* begin MATERIAL PROVIDED *

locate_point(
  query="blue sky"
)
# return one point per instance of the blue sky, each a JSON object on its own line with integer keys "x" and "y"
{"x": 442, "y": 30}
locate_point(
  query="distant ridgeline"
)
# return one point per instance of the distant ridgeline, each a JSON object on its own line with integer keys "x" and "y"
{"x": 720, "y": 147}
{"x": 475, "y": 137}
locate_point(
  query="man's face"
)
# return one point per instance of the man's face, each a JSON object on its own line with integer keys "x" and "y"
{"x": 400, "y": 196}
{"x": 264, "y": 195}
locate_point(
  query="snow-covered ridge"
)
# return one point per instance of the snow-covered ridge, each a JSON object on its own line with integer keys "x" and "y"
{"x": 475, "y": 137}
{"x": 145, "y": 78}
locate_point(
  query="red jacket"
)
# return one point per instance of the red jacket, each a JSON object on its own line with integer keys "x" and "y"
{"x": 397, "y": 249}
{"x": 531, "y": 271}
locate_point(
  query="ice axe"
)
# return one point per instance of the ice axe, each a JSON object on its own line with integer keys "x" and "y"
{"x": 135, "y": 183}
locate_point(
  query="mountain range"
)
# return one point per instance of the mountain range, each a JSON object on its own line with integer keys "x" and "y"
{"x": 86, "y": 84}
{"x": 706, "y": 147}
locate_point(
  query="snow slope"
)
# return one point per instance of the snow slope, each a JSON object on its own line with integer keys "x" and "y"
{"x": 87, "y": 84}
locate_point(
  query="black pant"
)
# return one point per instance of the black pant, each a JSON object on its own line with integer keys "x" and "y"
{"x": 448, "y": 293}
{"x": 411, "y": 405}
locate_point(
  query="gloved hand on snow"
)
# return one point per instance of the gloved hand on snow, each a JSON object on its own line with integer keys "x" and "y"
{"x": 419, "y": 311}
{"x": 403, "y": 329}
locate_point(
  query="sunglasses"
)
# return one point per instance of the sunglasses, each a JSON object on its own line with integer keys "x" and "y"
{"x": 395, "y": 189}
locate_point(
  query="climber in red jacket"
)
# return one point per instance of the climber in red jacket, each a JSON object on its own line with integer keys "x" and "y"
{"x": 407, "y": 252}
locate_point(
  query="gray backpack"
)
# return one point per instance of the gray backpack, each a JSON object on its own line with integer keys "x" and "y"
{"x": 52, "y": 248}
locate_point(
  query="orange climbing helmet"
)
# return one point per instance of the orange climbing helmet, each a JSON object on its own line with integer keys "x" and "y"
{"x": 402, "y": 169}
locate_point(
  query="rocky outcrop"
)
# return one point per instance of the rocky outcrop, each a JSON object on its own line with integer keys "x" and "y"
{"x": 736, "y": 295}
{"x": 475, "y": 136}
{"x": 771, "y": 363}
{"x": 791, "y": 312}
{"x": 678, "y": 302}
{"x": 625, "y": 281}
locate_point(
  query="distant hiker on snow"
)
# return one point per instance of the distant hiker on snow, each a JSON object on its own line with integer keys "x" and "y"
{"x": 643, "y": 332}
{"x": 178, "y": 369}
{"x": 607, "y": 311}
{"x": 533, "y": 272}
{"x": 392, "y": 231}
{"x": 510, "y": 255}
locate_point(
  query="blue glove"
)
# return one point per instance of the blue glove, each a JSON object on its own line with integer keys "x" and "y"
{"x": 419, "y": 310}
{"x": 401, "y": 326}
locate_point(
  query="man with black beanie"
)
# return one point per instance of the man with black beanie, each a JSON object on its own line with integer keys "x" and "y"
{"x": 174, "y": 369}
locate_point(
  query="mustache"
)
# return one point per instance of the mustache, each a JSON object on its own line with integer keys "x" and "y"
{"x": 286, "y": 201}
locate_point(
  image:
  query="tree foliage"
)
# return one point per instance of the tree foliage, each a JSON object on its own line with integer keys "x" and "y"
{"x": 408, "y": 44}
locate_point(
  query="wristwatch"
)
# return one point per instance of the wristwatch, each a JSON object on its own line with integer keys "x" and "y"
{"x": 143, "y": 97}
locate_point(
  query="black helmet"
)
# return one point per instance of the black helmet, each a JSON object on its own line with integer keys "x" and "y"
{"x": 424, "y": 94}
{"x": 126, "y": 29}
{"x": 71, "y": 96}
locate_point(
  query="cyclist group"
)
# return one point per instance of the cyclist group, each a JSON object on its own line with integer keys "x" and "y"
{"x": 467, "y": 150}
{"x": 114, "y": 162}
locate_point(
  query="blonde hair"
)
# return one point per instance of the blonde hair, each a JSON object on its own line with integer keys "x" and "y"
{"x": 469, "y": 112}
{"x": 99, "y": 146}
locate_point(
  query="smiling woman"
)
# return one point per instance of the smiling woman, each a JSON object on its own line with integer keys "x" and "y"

* end MATERIAL PROVIDED *

• [STATED PROBLEM]:
Tally the lines in the rows that contain the string "covered", treating case as significant. Give only the number.

• [EXERCISE ANSWER]:
2